>> Begin EXTRACTED ENTRIES
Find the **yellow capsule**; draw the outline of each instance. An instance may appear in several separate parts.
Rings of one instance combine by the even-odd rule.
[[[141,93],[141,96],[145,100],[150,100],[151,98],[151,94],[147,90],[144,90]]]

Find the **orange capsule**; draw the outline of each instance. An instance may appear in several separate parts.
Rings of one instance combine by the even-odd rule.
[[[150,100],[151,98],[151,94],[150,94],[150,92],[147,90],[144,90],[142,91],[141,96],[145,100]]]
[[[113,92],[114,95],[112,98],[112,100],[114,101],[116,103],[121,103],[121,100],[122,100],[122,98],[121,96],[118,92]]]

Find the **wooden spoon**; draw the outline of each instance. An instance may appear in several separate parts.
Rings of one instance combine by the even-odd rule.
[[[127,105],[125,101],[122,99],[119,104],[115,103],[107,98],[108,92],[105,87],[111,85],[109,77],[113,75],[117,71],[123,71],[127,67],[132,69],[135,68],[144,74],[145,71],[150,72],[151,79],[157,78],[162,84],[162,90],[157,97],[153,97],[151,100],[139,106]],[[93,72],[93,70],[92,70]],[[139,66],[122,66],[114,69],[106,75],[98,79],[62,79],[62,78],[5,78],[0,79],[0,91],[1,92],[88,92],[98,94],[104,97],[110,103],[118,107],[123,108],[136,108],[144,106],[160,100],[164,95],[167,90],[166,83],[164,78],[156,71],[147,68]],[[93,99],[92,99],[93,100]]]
>> End EXTRACTED ENTRIES
*WHAT YOU WILL DO:*
Collect every line above that contains the word "each", and copy those lines in full.

*FULL OUTPUT:*
Find the **yellow capsule**; draw the outline of each instance. An instance may appear in several separate parts.
Find the **orange capsule**; draw the outline of each instance. An instance may appear in several separate parts.
Find the **wooden spoon**; draw the outline of each instance. An instance may appear in several separate parts.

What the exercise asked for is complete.